==== MATERIAL TO PROCESS ====
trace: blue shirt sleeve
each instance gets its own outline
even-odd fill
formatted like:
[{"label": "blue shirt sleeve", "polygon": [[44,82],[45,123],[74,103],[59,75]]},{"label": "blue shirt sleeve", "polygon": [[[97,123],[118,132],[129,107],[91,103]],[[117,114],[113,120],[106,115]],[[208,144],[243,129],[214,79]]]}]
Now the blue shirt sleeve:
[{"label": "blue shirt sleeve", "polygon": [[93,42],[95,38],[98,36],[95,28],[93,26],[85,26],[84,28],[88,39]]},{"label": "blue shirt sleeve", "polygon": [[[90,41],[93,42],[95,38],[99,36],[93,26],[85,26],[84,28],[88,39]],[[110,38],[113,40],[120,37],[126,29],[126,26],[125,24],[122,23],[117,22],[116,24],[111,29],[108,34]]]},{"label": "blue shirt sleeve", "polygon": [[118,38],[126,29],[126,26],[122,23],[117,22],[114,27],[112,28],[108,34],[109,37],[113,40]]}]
====
==== MATERIAL TO PROCESS ====
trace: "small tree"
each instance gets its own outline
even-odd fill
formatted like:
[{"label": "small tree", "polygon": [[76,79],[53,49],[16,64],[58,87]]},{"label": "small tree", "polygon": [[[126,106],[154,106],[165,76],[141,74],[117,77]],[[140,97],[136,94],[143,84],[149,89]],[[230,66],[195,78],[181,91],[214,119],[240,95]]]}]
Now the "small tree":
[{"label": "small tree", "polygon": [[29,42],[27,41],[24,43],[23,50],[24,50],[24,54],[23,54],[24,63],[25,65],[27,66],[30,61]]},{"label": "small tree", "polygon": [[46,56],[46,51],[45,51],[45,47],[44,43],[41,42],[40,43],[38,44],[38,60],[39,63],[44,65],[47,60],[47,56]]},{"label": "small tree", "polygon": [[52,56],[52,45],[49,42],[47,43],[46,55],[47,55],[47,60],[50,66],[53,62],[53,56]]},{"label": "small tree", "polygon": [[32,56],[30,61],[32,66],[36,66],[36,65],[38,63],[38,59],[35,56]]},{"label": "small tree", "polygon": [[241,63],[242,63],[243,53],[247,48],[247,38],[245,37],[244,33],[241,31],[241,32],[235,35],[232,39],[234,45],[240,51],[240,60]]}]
====
● DESCRIPTION OF THE TASK: Extract every line of the entries above that contains the string "trace", matching case exactly.

● THE SOLUTION:
trace: blue shirt sleeve
trace: "small tree"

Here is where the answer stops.